## Begin EXCERPTED RECORDS

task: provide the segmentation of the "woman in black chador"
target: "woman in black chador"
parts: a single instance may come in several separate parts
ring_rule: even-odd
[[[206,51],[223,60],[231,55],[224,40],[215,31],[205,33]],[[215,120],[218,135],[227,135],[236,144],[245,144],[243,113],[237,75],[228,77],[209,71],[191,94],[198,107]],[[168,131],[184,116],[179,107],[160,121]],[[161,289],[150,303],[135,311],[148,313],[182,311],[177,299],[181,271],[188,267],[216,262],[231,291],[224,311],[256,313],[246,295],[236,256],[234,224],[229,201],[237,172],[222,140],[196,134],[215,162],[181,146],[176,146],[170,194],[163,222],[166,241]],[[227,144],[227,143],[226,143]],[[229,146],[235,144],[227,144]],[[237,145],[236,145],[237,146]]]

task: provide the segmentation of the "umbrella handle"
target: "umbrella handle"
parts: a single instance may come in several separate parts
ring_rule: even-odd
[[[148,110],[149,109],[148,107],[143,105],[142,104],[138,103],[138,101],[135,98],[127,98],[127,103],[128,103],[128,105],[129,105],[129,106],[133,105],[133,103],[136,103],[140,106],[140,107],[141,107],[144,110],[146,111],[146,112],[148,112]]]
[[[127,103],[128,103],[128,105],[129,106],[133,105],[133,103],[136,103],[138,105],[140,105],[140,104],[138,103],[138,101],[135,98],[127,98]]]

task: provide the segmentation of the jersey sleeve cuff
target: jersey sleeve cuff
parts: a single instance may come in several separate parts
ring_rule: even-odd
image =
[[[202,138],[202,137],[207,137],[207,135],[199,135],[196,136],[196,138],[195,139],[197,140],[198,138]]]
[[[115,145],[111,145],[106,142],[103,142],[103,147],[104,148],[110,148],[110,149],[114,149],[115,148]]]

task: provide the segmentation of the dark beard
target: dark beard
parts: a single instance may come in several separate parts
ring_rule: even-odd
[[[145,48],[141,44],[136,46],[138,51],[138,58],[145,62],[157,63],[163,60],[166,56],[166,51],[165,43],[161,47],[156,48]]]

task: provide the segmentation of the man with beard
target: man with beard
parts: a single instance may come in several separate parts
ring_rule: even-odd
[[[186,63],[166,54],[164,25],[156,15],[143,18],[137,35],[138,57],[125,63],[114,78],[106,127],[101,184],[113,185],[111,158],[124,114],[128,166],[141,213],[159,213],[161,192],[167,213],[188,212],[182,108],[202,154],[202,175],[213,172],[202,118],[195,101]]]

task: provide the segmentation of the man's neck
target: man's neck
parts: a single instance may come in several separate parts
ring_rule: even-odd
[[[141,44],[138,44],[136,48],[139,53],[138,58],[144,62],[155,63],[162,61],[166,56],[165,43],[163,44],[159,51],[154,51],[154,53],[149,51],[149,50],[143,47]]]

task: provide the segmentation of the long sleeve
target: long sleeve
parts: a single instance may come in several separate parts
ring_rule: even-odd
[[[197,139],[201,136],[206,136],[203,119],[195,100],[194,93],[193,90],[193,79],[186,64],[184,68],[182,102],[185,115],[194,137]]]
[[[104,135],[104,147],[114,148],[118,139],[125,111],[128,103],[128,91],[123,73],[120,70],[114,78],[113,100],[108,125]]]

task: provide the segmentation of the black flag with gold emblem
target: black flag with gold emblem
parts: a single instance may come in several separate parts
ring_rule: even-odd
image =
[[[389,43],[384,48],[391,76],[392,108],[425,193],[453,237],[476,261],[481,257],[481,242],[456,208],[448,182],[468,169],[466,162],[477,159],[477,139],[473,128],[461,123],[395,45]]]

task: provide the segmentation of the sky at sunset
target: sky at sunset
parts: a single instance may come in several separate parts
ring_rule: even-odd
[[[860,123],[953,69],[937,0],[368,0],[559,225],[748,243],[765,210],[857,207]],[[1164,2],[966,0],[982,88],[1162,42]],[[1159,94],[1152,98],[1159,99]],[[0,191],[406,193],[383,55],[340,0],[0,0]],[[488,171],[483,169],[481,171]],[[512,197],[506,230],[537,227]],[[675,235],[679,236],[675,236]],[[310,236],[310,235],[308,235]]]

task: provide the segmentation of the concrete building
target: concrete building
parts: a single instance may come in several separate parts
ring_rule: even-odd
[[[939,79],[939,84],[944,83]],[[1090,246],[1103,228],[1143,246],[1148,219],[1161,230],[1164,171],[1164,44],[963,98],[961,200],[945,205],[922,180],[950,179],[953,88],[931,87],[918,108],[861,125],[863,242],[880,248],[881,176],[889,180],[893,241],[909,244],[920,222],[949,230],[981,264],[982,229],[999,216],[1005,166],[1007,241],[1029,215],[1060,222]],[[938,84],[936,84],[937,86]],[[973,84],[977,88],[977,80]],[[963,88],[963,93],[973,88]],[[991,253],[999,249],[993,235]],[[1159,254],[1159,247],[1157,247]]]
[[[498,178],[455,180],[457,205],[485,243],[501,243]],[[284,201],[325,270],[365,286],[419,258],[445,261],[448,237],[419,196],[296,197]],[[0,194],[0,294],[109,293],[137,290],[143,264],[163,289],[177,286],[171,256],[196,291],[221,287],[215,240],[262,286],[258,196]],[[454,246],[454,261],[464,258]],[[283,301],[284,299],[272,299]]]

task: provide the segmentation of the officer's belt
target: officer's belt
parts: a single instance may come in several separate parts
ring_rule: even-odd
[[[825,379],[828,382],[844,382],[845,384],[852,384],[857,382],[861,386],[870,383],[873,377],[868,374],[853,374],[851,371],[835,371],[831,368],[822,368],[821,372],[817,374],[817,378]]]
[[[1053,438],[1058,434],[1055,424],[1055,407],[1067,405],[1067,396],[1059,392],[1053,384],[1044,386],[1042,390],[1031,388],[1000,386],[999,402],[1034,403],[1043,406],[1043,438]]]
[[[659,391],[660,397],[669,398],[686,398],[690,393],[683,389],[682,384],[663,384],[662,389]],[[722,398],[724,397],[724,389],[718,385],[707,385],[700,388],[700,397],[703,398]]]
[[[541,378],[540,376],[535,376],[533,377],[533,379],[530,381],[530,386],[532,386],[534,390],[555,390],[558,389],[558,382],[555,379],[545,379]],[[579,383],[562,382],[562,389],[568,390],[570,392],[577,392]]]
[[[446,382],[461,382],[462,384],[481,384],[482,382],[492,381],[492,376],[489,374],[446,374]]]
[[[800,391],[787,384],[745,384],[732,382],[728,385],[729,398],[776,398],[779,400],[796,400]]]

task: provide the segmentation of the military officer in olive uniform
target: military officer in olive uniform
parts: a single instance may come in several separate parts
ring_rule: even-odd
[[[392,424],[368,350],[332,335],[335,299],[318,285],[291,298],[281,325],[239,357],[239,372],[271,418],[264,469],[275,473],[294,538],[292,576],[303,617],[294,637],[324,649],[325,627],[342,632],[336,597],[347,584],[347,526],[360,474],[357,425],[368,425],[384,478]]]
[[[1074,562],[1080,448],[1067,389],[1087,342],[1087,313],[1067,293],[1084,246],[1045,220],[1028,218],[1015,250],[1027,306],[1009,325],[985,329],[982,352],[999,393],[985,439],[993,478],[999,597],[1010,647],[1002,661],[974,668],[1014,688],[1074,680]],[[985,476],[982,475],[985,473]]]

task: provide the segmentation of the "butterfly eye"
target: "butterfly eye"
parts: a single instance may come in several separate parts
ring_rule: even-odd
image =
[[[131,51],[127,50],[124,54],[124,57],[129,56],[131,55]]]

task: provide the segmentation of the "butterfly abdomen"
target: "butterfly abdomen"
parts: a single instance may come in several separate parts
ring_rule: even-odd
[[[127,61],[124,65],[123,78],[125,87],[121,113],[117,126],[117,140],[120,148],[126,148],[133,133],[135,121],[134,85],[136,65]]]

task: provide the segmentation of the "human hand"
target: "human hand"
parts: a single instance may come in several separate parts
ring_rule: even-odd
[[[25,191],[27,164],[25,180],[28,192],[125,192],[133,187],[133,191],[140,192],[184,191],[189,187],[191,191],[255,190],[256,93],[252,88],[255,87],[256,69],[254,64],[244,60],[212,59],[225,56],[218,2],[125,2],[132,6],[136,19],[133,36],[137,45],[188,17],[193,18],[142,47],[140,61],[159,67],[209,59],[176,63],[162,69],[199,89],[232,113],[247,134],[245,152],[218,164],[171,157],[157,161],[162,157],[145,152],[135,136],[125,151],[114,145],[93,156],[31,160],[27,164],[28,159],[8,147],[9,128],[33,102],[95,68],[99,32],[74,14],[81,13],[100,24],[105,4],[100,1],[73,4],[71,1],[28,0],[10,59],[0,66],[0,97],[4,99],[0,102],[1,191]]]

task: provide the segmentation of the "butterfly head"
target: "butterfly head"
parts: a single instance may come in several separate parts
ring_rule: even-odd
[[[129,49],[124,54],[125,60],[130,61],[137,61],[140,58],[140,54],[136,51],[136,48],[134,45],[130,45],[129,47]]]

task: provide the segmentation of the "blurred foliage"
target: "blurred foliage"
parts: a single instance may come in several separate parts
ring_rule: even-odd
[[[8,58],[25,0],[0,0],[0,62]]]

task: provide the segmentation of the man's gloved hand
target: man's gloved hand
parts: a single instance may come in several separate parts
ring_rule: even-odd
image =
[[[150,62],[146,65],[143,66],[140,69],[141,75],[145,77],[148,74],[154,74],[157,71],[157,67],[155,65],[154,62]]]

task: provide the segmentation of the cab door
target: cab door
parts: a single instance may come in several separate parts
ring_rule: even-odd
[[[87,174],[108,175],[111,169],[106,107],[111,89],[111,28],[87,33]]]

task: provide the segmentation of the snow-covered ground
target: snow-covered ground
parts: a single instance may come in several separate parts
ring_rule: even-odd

## End EXCERPTED RECORDS

WRITTEN EXERCISE: Starting from the line containing "task: provide the segmentation of the man's gloved" and ending with the final line of the data, reproduce each line exactly as it appears, including no other lines.

ANSWER TO THIS TASK:
task: provide the segmentation of the man's gloved hand
target: man's gloved hand
parts: a single instance may come in several separate parts
ring_rule: even-odd
image =
[[[150,62],[146,65],[143,66],[140,69],[141,75],[145,77],[148,74],[154,74],[157,71],[157,67],[155,65],[154,62]]]

task: provide the segmentation of the cab door
target: cab door
parts: a single instance may come in several separate parts
ring_rule: even-odd
[[[87,174],[108,175],[111,169],[106,107],[111,89],[111,28],[87,33]]]

task: provide the segmentation of the snow-covered ground
target: snow-covered ground
parts: a single instance may come in several separate parts
ring_rule: even-odd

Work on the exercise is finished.